Find the line with "Pick out the female". Repeat it and each line after it, exactly, down to the end of the records below.

__Data section__
—————

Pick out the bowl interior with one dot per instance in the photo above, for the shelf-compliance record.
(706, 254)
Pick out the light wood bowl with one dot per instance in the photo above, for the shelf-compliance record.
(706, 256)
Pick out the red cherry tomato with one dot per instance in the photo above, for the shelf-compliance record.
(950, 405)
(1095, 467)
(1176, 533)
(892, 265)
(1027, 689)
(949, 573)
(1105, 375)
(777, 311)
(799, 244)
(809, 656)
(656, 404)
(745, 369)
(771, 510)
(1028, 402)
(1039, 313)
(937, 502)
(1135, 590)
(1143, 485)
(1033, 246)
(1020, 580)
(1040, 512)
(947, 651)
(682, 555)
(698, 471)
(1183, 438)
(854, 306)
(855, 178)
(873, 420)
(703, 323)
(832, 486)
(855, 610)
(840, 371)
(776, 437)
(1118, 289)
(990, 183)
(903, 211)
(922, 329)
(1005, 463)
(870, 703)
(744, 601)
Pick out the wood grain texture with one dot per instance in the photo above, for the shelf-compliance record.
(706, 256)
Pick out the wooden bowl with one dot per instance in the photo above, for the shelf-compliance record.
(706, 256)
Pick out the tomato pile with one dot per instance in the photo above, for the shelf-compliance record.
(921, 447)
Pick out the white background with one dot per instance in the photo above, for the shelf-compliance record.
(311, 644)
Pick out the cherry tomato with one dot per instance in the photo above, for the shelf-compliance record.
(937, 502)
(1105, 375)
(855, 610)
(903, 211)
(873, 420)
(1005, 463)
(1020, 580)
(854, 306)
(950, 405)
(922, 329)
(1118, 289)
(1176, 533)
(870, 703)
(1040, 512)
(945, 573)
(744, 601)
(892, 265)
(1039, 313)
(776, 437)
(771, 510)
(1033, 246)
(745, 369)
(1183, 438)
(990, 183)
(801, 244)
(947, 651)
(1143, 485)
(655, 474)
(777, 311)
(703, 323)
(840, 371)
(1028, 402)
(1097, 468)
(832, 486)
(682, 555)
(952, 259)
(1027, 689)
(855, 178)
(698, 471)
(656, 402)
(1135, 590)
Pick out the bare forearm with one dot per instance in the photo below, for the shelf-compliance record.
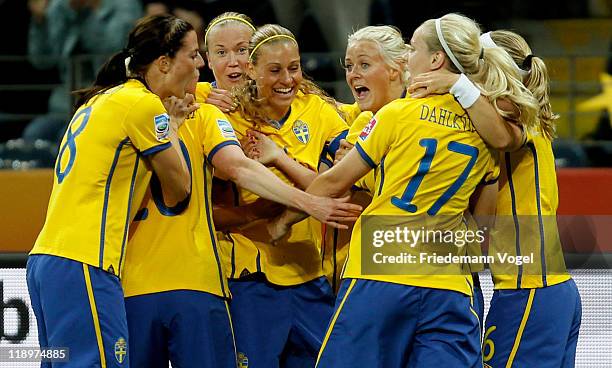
(255, 178)
(323, 185)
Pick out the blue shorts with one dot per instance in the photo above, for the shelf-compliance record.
(381, 324)
(279, 326)
(188, 328)
(533, 327)
(79, 307)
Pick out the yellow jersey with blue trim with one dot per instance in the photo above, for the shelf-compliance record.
(309, 126)
(526, 222)
(203, 89)
(100, 177)
(430, 160)
(175, 248)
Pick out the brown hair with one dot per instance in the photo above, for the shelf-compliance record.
(537, 80)
(250, 104)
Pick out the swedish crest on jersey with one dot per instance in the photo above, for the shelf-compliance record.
(227, 131)
(162, 126)
(301, 131)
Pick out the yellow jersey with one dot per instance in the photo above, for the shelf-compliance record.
(176, 248)
(203, 89)
(525, 222)
(430, 159)
(100, 177)
(303, 133)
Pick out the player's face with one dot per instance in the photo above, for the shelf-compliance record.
(183, 73)
(277, 74)
(368, 75)
(419, 56)
(228, 53)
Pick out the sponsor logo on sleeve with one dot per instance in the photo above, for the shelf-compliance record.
(301, 131)
(367, 129)
(162, 126)
(227, 131)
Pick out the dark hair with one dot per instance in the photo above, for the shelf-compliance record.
(246, 96)
(151, 37)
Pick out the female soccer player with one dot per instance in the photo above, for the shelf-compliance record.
(118, 134)
(376, 71)
(174, 283)
(423, 314)
(281, 302)
(376, 65)
(525, 310)
(226, 43)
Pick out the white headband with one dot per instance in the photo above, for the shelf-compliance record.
(447, 50)
(487, 42)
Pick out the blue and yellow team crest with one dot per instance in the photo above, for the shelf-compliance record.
(120, 350)
(243, 360)
(300, 129)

—————

__Output for this task__
Pick out the female soccer player with one dot per instance in the photo above, for the shelf-compliance record.
(118, 134)
(376, 71)
(174, 283)
(423, 314)
(281, 302)
(376, 65)
(525, 310)
(226, 43)
Pick out the white headband with one dot per instance in the photo above, for the shelf-compliance record.
(447, 50)
(487, 42)
Pick out the blue and yellow team crest with one dot per instance in the photo above, for the shelf-compliance record.
(120, 350)
(243, 360)
(300, 129)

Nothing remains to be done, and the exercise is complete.